JOB ▸ Only the run of lines from the one containing "Where can you find the street" through the last line should be returned, exactly as written.

* START *

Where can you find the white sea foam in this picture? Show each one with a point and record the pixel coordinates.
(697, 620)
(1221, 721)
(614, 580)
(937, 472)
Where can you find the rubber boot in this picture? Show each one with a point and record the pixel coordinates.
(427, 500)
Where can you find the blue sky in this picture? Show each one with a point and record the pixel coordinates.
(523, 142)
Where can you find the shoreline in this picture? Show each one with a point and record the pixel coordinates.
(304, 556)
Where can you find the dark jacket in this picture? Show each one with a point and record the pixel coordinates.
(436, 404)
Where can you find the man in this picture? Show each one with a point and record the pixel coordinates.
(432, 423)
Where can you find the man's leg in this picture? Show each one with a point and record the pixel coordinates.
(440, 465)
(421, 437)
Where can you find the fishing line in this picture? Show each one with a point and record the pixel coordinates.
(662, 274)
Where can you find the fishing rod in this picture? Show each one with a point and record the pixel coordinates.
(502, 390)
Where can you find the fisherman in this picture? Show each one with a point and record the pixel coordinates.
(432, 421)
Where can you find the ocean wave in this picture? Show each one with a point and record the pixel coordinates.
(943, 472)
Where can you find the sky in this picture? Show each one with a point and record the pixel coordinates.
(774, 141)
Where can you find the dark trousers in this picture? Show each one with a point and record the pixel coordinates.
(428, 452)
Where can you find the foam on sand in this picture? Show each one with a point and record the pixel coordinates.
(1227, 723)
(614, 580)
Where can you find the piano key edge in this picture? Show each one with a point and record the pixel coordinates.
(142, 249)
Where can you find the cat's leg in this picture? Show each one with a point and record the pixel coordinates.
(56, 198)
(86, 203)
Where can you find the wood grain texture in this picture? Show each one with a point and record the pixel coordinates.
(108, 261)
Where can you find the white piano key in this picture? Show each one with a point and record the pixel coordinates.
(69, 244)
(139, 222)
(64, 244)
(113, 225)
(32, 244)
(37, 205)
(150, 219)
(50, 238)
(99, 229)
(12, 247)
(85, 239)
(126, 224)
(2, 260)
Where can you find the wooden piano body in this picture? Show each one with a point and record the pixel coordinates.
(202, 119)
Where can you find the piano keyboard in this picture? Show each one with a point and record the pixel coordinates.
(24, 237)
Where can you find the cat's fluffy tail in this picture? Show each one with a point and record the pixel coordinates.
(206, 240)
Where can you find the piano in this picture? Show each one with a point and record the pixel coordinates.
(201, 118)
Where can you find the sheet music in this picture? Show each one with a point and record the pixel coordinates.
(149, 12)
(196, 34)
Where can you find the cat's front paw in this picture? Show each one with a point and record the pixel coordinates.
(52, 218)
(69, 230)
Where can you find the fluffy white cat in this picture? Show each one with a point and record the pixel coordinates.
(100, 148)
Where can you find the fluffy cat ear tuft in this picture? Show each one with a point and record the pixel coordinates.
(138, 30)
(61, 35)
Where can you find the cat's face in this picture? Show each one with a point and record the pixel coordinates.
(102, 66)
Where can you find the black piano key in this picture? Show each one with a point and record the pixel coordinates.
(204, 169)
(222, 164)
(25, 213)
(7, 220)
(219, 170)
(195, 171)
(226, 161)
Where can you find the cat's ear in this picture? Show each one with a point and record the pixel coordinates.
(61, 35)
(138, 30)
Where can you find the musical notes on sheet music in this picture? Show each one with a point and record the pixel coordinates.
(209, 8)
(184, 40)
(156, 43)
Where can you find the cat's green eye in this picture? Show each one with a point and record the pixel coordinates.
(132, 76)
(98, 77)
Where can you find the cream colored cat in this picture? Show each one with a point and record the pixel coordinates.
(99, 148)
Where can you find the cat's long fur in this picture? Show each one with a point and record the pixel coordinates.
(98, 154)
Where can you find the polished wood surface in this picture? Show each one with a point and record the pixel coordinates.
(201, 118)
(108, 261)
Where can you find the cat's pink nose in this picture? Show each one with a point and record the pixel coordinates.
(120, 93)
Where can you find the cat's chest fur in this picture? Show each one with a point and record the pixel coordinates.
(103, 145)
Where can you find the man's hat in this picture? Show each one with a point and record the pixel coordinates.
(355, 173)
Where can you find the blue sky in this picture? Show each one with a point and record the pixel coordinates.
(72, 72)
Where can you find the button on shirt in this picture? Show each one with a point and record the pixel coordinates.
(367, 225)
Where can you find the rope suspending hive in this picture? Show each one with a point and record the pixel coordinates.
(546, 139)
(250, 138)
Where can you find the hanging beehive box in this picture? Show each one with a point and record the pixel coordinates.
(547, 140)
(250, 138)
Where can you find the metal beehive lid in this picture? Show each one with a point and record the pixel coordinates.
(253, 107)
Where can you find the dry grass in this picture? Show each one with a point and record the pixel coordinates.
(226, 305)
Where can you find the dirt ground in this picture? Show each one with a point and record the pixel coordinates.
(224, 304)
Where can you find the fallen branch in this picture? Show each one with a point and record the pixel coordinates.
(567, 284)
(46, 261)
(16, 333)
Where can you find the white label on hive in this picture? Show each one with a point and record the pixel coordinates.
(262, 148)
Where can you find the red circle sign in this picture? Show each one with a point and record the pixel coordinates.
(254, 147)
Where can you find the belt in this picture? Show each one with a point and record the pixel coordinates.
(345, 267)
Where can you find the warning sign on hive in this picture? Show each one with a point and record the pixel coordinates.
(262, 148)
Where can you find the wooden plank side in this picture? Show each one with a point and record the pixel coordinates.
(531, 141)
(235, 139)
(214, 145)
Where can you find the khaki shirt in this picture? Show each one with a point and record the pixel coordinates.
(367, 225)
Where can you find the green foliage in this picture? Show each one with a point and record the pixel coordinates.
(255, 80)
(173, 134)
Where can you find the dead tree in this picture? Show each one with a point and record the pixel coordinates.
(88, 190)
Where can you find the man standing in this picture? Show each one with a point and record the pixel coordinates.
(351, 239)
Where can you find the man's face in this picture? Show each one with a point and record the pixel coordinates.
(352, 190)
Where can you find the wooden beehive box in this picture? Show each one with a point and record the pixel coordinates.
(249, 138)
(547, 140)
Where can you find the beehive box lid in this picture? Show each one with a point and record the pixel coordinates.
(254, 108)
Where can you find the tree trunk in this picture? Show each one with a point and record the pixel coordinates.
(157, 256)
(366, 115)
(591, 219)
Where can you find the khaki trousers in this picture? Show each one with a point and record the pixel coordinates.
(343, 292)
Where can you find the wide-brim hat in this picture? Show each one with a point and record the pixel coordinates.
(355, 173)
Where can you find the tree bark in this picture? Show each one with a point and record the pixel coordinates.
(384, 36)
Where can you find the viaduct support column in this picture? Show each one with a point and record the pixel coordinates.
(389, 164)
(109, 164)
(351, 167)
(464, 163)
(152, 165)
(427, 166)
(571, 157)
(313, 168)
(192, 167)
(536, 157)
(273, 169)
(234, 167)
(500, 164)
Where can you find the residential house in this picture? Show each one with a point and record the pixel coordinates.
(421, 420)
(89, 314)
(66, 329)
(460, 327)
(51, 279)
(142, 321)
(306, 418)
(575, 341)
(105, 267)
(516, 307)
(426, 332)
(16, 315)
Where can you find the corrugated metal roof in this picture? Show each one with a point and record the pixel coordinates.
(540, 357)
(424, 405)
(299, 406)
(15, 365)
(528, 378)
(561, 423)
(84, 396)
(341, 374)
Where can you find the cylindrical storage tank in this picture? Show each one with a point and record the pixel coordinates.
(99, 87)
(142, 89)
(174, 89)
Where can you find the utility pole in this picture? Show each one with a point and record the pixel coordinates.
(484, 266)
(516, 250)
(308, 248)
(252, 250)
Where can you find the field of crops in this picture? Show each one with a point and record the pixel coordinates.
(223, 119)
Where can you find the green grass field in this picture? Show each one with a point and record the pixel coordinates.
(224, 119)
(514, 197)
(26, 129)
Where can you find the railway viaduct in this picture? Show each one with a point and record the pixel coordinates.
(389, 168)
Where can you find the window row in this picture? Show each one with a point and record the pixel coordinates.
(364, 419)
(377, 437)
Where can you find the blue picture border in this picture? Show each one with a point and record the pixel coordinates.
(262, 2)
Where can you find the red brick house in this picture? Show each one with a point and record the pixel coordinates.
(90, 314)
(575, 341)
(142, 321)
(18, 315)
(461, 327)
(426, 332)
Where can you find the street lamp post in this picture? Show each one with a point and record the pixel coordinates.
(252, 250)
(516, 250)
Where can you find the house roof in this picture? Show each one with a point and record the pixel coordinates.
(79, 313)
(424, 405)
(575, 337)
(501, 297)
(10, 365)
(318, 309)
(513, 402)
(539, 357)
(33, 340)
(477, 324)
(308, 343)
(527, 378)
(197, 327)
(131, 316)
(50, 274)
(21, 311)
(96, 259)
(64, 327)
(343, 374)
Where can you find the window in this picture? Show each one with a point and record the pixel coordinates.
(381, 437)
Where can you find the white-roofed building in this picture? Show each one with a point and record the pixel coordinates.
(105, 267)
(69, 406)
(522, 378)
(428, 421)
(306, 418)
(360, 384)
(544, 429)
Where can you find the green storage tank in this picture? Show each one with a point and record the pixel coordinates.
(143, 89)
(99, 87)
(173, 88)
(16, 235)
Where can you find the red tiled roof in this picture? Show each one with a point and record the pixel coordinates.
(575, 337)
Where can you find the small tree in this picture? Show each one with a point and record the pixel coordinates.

* END *

ANSWER TO THIS PROBLEM ▸
Where can you find the street lamp post in this picture? Show each one with a point and record the pixel coordinates.
(252, 250)
(516, 250)
Where can you find the house roof in this picture? Show each one with a point and record the pixel coordinates.
(79, 313)
(424, 405)
(575, 337)
(501, 297)
(10, 365)
(318, 309)
(513, 402)
(539, 357)
(33, 340)
(477, 324)
(308, 343)
(527, 378)
(197, 327)
(131, 316)
(50, 274)
(21, 311)
(96, 259)
(64, 327)
(343, 374)
Where can you find the window in this picture? Show each one with a point and record the pixel coordinates.
(381, 437)
Where can you find the white-roofed building in this picture? Show each one with a point and record the pixel coordinates.
(105, 267)
(69, 406)
(522, 378)
(428, 421)
(306, 418)
(360, 384)
(544, 429)
Where can you find the green storage tank in this picture? Show each one with a point and record the pixel coordinates.
(143, 89)
(99, 87)
(173, 88)
(16, 235)
Where can you find the red tiled roof in this picture? Show each one with a point and record the pixel coordinates.
(575, 337)
Where can you find the small tree in this picture? Show each one with a point and record the pixel coordinates.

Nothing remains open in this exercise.